§ **Do this**
Please output only the lines that run from the line containing "stone wall, that would be a great help." through the end of the material below, exactly.

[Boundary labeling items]
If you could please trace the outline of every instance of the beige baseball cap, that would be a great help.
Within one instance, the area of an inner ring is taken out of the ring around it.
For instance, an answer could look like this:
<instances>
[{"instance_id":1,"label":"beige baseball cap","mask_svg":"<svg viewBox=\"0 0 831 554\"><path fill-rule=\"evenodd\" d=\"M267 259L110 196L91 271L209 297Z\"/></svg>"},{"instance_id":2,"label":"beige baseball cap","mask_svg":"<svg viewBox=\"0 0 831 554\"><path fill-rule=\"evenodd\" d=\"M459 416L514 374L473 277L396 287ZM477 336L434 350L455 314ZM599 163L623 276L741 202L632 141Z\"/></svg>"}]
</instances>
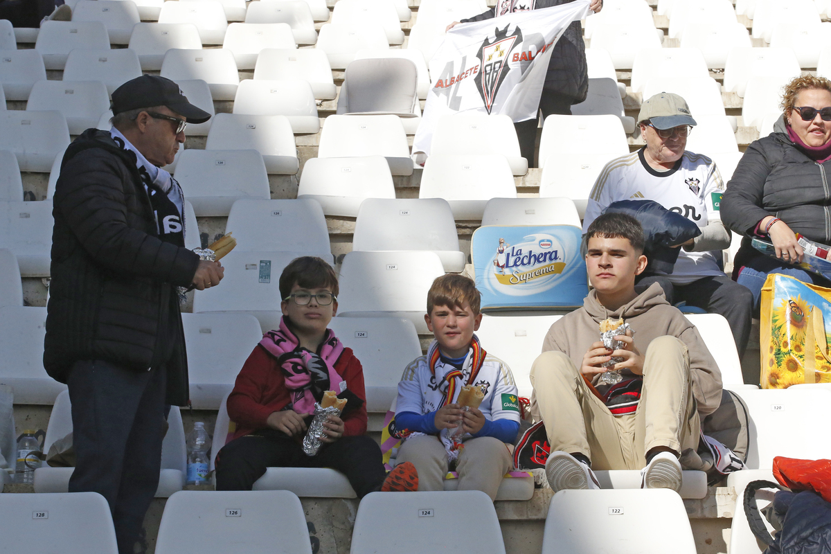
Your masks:
<instances>
[{"instance_id":1,"label":"beige baseball cap","mask_svg":"<svg viewBox=\"0 0 831 554\"><path fill-rule=\"evenodd\" d=\"M694 125L696 120L690 115L686 101L671 92L659 92L644 101L637 121L649 120L656 129L672 129L679 125Z\"/></svg>"}]
</instances>

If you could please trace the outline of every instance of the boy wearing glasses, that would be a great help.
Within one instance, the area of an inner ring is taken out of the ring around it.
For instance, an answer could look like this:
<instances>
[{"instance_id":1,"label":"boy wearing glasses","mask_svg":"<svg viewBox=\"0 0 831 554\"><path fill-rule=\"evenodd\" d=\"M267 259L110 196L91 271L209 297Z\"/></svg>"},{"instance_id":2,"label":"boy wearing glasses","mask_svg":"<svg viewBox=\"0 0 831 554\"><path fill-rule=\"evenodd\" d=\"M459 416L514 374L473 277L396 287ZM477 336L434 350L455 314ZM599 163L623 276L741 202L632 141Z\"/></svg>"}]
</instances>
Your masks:
<instances>
[{"instance_id":1,"label":"boy wearing glasses","mask_svg":"<svg viewBox=\"0 0 831 554\"><path fill-rule=\"evenodd\" d=\"M730 230L721 223L724 182L710 158L686 150L696 125L690 109L676 94L661 92L647 100L638 114L646 145L606 164L589 194L585 233L612 203L654 200L696 223L701 234L683 244L671 274L644 273L639 286L661 285L670 304L686 302L725 316L740 357L750 336L750 292L731 281L721 267L721 250L730 248Z\"/></svg>"},{"instance_id":2,"label":"boy wearing glasses","mask_svg":"<svg viewBox=\"0 0 831 554\"><path fill-rule=\"evenodd\" d=\"M279 287L279 328L254 347L228 397L236 429L217 454L216 488L251 490L268 467L301 467L342 472L359 498L381 490L386 474L380 447L365 434L361 362L327 328L337 311L335 272L319 257L298 257L283 271ZM323 446L307 456L302 441L327 390L347 405L341 417L329 416Z\"/></svg>"}]
</instances>

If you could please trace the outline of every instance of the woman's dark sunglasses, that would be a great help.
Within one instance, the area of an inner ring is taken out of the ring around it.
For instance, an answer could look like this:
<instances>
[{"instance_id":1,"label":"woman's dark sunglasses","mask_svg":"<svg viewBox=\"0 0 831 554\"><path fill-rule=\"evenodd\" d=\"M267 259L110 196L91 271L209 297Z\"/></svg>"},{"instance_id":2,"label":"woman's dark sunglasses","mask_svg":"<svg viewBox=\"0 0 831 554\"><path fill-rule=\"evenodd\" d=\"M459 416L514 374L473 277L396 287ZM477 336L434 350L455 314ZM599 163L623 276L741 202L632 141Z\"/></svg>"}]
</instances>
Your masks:
<instances>
[{"instance_id":1,"label":"woman's dark sunglasses","mask_svg":"<svg viewBox=\"0 0 831 554\"><path fill-rule=\"evenodd\" d=\"M823 118L823 121L831 121L831 106L817 110L809 105L804 105L801 108L794 105L794 109L799 112L799 117L802 118L803 121L813 121L814 118L817 116L817 113L819 114L819 117Z\"/></svg>"}]
</instances>

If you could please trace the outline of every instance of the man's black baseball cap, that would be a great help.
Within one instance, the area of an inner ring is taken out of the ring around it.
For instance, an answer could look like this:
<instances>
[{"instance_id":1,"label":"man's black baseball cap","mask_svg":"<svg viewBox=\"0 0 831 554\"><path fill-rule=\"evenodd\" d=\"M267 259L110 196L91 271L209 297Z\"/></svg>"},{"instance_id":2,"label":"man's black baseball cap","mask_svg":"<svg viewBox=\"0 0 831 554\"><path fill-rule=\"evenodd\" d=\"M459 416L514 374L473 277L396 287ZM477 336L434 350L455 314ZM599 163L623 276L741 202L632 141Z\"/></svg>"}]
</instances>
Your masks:
<instances>
[{"instance_id":1,"label":"man's black baseball cap","mask_svg":"<svg viewBox=\"0 0 831 554\"><path fill-rule=\"evenodd\" d=\"M155 105L167 106L188 123L204 123L210 114L188 101L179 85L157 75L142 75L128 81L112 93L112 115L123 111L150 108Z\"/></svg>"}]
</instances>

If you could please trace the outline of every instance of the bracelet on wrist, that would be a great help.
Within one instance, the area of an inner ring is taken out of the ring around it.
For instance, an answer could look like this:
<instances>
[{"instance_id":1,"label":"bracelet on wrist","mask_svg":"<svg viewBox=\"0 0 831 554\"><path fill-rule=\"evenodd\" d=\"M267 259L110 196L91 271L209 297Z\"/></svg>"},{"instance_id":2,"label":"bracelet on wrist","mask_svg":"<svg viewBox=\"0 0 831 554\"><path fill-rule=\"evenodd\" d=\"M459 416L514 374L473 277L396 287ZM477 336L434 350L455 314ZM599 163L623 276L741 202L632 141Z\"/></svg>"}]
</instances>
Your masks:
<instances>
[{"instance_id":1,"label":"bracelet on wrist","mask_svg":"<svg viewBox=\"0 0 831 554\"><path fill-rule=\"evenodd\" d=\"M775 223L777 221L782 221L782 220L779 219L779 218L774 218L773 219L768 222L768 224L765 226L765 234L766 235L770 234L770 228L773 227L774 223Z\"/></svg>"}]
</instances>

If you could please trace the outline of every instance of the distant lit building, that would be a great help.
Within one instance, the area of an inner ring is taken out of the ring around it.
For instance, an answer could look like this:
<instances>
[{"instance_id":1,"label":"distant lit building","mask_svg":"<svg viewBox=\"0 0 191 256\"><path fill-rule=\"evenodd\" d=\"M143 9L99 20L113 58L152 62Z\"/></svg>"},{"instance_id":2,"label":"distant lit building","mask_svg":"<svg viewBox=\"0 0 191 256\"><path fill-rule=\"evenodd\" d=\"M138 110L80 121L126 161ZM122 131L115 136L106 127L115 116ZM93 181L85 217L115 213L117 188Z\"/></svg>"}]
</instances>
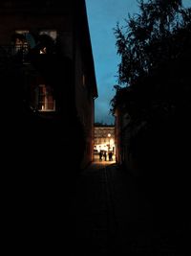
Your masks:
<instances>
[{"instance_id":1,"label":"distant lit building","mask_svg":"<svg viewBox=\"0 0 191 256\"><path fill-rule=\"evenodd\" d=\"M95 151L106 151L116 152L114 126L95 126Z\"/></svg>"}]
</instances>

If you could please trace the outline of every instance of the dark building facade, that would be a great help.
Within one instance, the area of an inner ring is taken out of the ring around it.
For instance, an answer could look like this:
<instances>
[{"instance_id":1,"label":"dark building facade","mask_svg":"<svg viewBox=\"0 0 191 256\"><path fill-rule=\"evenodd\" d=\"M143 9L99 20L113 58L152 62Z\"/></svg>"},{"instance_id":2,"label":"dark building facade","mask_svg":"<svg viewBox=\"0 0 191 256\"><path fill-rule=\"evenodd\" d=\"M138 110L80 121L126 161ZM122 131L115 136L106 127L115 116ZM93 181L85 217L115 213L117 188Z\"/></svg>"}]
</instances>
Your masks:
<instances>
[{"instance_id":1,"label":"dark building facade","mask_svg":"<svg viewBox=\"0 0 191 256\"><path fill-rule=\"evenodd\" d=\"M97 97L85 1L1 1L0 32L8 145L29 164L85 167Z\"/></svg>"}]
</instances>

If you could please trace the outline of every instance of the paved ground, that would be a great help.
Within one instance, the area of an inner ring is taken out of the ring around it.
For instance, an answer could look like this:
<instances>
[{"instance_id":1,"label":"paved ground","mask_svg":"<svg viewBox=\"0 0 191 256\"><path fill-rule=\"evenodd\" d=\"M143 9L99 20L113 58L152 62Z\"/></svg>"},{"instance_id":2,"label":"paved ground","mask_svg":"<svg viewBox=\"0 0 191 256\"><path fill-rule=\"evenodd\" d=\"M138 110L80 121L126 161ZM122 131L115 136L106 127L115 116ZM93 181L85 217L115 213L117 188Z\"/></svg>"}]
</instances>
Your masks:
<instances>
[{"instance_id":1,"label":"paved ground","mask_svg":"<svg viewBox=\"0 0 191 256\"><path fill-rule=\"evenodd\" d=\"M191 255L186 214L149 194L115 162L93 163L77 178L71 255Z\"/></svg>"}]
</instances>

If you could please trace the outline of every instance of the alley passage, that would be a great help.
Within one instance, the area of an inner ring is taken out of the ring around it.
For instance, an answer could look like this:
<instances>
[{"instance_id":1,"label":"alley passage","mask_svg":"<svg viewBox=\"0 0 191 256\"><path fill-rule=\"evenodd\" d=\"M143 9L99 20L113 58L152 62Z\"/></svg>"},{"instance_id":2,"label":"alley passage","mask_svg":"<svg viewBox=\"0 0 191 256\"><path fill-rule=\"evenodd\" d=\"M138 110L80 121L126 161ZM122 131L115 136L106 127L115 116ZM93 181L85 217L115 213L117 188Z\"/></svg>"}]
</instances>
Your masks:
<instances>
[{"instance_id":1,"label":"alley passage","mask_svg":"<svg viewBox=\"0 0 191 256\"><path fill-rule=\"evenodd\" d=\"M187 255L186 223L147 196L116 163L93 163L76 184L76 255Z\"/></svg>"}]
</instances>

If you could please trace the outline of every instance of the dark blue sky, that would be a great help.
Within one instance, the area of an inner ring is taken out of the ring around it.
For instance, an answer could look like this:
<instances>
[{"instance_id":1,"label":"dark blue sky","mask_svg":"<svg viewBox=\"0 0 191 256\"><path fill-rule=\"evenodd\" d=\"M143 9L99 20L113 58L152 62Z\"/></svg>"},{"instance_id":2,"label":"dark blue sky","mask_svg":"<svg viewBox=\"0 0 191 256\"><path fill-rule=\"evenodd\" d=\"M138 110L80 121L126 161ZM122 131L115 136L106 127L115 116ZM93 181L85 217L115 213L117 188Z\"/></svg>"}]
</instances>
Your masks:
<instances>
[{"instance_id":1,"label":"dark blue sky","mask_svg":"<svg viewBox=\"0 0 191 256\"><path fill-rule=\"evenodd\" d=\"M184 7L191 7L191 0L183 0ZM114 123L109 113L110 101L117 83L117 64L114 28L124 25L128 13L138 12L137 0L86 0L89 28L95 60L98 98L96 100L96 122Z\"/></svg>"}]
</instances>

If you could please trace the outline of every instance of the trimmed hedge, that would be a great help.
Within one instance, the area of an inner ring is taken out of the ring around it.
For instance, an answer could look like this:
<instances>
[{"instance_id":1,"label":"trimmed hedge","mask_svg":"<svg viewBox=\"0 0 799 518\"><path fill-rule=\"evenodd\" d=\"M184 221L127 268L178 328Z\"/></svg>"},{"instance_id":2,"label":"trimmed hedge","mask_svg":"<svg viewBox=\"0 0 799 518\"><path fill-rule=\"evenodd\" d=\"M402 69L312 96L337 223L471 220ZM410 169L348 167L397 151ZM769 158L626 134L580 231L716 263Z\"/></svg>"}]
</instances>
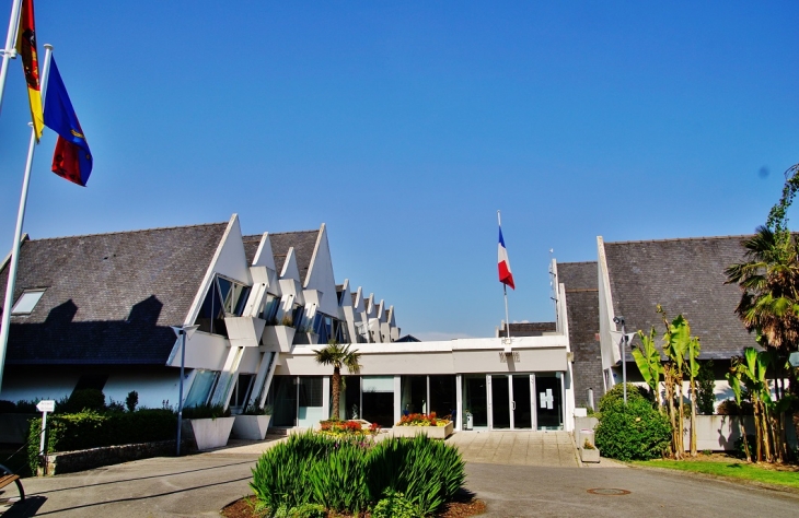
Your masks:
<instances>
[{"instance_id":1,"label":"trimmed hedge","mask_svg":"<svg viewBox=\"0 0 799 518\"><path fill-rule=\"evenodd\" d=\"M671 423L647 399L629 398L628 392L626 407L621 399L604 404L595 440L604 457L625 461L655 459L671 444Z\"/></svg>"},{"instance_id":2,"label":"trimmed hedge","mask_svg":"<svg viewBox=\"0 0 799 518\"><path fill-rule=\"evenodd\" d=\"M175 437L177 416L171 410L100 413L84 410L47 416L47 451L74 451L126 444L169 440ZM31 420L27 459L32 472L38 467L42 417Z\"/></svg>"},{"instance_id":3,"label":"trimmed hedge","mask_svg":"<svg viewBox=\"0 0 799 518\"><path fill-rule=\"evenodd\" d=\"M426 435L372 445L308 433L267 450L250 485L258 507L273 514L305 504L358 514L386 496L401 495L427 516L454 498L465 476L458 449ZM384 503L381 509L394 505L402 504Z\"/></svg>"}]
</instances>

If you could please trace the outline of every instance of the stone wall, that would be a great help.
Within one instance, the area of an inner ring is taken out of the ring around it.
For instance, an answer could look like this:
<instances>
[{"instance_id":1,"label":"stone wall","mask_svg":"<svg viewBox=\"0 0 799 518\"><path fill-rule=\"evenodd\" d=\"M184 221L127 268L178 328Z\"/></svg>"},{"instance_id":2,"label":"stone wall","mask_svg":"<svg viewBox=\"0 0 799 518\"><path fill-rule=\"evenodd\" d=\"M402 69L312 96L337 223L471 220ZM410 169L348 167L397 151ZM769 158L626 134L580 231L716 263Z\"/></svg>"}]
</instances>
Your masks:
<instances>
[{"instance_id":1,"label":"stone wall","mask_svg":"<svg viewBox=\"0 0 799 518\"><path fill-rule=\"evenodd\" d=\"M182 451L190 447L190 443L181 442ZM131 460L149 459L151 457L173 457L175 455L174 440L160 440L157 443L142 443L136 445L105 446L77 451L59 451L47 456L47 474L73 473L76 471L91 470L101 466L119 464ZM39 468L39 476L44 474Z\"/></svg>"}]
</instances>

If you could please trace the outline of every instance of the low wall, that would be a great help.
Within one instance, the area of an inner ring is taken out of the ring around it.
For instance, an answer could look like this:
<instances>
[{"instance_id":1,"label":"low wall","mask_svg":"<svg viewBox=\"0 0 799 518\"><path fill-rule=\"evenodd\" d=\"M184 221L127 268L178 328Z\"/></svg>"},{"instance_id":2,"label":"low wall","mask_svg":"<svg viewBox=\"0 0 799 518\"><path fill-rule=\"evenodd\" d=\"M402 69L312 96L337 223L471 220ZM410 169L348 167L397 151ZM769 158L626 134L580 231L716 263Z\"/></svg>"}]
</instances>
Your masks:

§ **Solution for this problem**
If you could please trace the outline of every instance of the stone wall, that would be a great help.
Within one instance, the area of an inner ring is taken out of the ring around it.
For instance, an answer could look like this:
<instances>
[{"instance_id":1,"label":"stone wall","mask_svg":"<svg viewBox=\"0 0 799 518\"><path fill-rule=\"evenodd\" d=\"M184 221L127 268L178 328Z\"/></svg>"},{"instance_id":2,"label":"stone wall","mask_svg":"<svg viewBox=\"0 0 799 518\"><path fill-rule=\"evenodd\" d=\"M402 69L312 96L337 223L471 220ZM410 169L348 167L397 151ZM769 158L626 134L580 231L716 263Z\"/></svg>"}]
</instances>
Your masks:
<instances>
[{"instance_id":1,"label":"stone wall","mask_svg":"<svg viewBox=\"0 0 799 518\"><path fill-rule=\"evenodd\" d=\"M182 451L190 447L190 443L181 442ZM131 460L149 459L151 457L173 457L175 455L174 440L160 440L157 443L142 443L136 445L105 446L77 451L59 451L47 456L47 474L73 473L76 471L91 470L101 466L119 464ZM39 468L39 476L44 474Z\"/></svg>"}]
</instances>

If you could please trace the outline of every instance of the low wall, that would be a great help.
Within one instance, the area of an inner ring is taken out of the ring around it.
For instance, an answer could look like this:
<instances>
[{"instance_id":1,"label":"low wall","mask_svg":"<svg viewBox=\"0 0 799 518\"><path fill-rule=\"evenodd\" d=\"M184 221L127 268L178 328Z\"/></svg>"},{"instance_id":2,"label":"low wall","mask_svg":"<svg viewBox=\"0 0 799 518\"><path fill-rule=\"evenodd\" d=\"M402 69L312 96L337 223L471 220ZM410 169L348 167L397 151ZM769 158L626 134L580 231L716 263Z\"/></svg>"}]
</instances>
Your masks:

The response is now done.